Work to be completed — From the entries below, pull out each line where "green" appears.

Records to use —

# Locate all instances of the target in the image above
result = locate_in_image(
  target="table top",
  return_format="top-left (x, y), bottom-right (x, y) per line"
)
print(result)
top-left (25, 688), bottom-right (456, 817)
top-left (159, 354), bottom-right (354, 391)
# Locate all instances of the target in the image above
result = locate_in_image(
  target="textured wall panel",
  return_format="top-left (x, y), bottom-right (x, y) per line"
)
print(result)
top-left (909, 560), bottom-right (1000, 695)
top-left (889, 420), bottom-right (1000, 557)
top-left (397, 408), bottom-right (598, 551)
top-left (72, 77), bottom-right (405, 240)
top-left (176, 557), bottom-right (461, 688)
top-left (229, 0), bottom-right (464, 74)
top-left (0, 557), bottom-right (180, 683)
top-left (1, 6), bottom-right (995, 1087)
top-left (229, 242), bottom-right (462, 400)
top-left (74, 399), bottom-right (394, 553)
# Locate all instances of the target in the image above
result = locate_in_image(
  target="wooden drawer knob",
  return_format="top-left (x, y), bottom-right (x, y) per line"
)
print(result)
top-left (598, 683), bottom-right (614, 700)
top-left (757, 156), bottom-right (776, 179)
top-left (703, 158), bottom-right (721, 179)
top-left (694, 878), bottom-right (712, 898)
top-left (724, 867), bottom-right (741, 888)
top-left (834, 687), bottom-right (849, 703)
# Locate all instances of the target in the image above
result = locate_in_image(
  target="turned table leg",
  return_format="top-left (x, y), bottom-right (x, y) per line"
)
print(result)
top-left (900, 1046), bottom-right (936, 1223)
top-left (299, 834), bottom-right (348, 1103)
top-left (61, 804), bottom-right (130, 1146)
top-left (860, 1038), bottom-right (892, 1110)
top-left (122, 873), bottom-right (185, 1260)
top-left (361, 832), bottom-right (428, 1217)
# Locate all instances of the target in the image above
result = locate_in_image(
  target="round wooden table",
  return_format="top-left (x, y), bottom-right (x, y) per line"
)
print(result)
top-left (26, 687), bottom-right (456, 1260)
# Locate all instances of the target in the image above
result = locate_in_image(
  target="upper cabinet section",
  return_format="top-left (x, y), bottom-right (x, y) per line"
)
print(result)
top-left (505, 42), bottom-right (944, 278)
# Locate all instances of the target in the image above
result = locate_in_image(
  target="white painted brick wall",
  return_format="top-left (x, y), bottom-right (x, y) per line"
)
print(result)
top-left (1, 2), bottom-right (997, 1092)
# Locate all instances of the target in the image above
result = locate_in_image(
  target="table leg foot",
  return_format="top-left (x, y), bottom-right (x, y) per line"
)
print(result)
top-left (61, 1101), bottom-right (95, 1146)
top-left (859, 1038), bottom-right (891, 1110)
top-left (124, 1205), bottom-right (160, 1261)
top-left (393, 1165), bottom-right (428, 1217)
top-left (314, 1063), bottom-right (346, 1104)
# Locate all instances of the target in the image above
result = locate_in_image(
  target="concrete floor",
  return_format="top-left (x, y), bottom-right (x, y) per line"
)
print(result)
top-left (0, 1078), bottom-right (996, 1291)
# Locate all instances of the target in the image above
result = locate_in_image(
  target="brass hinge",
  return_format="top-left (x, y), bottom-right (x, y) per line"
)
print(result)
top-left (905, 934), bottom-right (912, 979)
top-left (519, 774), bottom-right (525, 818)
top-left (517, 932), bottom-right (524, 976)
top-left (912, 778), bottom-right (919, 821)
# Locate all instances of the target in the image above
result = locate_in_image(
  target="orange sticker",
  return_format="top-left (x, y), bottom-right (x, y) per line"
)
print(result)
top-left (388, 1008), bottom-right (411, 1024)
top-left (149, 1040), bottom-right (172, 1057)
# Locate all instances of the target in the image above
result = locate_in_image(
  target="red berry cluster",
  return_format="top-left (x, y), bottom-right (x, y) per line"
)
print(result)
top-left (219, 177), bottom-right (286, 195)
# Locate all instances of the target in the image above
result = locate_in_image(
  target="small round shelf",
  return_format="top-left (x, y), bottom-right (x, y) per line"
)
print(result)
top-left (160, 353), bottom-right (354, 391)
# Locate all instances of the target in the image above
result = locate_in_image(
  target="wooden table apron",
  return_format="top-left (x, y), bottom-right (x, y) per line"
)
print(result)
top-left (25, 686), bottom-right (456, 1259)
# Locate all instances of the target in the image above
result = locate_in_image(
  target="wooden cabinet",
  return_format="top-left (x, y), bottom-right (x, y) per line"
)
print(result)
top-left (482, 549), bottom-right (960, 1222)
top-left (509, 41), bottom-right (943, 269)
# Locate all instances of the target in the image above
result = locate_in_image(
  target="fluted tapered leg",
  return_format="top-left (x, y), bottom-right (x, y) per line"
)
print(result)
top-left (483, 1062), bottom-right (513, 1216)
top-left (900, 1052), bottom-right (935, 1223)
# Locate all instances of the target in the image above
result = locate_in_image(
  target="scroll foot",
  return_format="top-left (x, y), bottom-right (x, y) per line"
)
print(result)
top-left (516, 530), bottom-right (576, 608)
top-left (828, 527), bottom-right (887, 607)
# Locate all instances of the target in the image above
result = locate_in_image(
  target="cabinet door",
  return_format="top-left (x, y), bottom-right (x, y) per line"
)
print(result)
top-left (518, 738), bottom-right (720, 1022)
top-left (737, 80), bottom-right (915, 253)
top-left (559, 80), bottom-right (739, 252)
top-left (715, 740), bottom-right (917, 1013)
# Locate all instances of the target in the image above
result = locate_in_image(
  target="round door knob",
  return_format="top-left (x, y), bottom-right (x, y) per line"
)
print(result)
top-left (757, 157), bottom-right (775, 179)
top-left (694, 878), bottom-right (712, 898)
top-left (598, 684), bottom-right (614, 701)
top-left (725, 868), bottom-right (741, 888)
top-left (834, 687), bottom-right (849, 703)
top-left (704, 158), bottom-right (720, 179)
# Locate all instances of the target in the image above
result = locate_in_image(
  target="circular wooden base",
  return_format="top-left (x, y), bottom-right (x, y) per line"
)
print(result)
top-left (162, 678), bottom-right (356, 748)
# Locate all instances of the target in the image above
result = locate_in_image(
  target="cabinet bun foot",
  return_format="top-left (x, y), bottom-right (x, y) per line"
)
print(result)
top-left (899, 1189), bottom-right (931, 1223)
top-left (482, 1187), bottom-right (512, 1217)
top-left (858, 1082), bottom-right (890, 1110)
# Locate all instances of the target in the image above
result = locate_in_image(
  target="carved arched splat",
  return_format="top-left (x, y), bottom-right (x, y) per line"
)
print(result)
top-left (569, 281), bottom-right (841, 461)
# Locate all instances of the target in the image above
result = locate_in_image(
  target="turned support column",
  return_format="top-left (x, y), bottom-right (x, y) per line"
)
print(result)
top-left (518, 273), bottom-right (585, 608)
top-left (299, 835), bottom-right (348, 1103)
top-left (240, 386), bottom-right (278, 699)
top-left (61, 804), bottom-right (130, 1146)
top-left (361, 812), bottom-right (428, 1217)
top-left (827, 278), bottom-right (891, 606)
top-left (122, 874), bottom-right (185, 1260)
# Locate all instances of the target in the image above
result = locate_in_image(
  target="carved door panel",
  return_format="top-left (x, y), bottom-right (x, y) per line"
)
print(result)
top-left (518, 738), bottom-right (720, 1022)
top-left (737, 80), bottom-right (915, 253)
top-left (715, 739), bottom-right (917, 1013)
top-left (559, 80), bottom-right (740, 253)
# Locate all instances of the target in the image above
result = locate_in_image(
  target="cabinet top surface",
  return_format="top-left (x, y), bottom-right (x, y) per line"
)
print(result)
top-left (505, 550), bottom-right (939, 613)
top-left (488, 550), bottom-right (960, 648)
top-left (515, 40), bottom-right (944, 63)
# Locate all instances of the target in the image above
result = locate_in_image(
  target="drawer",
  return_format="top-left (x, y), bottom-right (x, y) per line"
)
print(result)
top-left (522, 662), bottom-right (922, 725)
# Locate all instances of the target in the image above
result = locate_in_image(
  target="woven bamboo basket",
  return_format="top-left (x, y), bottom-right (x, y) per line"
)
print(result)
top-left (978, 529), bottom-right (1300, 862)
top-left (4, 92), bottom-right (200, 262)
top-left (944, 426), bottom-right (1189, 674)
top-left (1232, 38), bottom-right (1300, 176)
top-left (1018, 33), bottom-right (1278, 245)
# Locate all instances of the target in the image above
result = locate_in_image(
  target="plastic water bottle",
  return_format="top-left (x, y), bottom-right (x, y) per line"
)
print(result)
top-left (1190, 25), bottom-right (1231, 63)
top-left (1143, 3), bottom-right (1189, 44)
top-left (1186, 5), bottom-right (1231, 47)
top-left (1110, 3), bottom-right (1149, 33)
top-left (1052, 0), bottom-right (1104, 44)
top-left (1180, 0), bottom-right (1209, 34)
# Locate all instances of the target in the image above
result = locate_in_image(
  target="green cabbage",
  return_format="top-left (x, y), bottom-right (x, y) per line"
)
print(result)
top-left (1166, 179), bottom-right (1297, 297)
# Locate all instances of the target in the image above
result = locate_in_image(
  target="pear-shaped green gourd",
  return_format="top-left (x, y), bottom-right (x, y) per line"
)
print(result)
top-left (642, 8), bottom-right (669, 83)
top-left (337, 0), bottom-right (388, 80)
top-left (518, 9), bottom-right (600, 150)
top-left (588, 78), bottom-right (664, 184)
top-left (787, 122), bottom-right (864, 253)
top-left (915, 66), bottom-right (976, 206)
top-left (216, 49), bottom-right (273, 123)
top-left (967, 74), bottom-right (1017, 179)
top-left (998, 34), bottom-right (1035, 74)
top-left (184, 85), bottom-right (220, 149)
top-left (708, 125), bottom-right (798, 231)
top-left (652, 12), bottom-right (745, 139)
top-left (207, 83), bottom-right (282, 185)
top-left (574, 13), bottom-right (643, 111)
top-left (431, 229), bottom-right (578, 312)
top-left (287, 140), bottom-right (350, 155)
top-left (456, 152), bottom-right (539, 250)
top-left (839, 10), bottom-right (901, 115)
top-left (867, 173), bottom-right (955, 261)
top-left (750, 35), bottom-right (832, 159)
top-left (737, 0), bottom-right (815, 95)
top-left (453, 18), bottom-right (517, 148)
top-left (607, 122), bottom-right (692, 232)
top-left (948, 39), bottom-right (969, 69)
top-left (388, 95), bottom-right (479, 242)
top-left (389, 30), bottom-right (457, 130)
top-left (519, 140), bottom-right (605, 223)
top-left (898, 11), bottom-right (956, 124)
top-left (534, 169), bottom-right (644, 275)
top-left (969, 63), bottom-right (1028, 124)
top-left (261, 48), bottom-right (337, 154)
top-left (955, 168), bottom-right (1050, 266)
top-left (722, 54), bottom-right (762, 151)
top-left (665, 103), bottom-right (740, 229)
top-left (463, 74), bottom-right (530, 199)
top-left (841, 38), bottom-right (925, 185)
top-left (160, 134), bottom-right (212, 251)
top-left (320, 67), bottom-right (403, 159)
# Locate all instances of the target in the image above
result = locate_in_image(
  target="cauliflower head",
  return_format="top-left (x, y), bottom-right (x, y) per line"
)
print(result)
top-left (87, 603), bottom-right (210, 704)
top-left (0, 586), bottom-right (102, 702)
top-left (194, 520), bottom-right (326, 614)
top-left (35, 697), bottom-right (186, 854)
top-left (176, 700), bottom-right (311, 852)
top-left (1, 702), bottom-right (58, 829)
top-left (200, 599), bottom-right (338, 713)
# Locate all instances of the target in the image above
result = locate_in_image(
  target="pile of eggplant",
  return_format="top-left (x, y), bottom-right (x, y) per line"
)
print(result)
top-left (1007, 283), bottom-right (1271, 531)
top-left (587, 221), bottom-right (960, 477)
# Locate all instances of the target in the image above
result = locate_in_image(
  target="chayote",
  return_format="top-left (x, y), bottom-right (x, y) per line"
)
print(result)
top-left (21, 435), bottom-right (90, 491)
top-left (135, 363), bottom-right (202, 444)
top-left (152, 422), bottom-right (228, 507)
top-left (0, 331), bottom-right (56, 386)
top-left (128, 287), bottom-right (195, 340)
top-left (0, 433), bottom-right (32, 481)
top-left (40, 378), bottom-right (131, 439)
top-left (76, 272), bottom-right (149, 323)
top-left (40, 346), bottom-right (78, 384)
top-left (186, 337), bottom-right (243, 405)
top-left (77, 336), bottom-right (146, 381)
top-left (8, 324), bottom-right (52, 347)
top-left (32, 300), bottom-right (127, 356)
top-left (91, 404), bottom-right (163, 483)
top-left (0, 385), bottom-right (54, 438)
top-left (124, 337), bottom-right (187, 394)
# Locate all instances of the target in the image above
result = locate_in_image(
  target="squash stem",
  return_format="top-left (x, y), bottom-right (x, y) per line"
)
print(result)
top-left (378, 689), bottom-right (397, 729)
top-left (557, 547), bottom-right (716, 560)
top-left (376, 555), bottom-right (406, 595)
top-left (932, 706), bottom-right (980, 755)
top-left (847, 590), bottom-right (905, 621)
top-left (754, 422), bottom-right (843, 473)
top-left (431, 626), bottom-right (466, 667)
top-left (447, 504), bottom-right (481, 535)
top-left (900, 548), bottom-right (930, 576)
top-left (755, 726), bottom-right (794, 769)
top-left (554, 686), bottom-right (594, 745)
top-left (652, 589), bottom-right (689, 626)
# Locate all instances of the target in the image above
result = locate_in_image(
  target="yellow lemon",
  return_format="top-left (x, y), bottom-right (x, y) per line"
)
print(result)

Written answer —
  target="green cabbage",
  target="pear-shaped green gourd",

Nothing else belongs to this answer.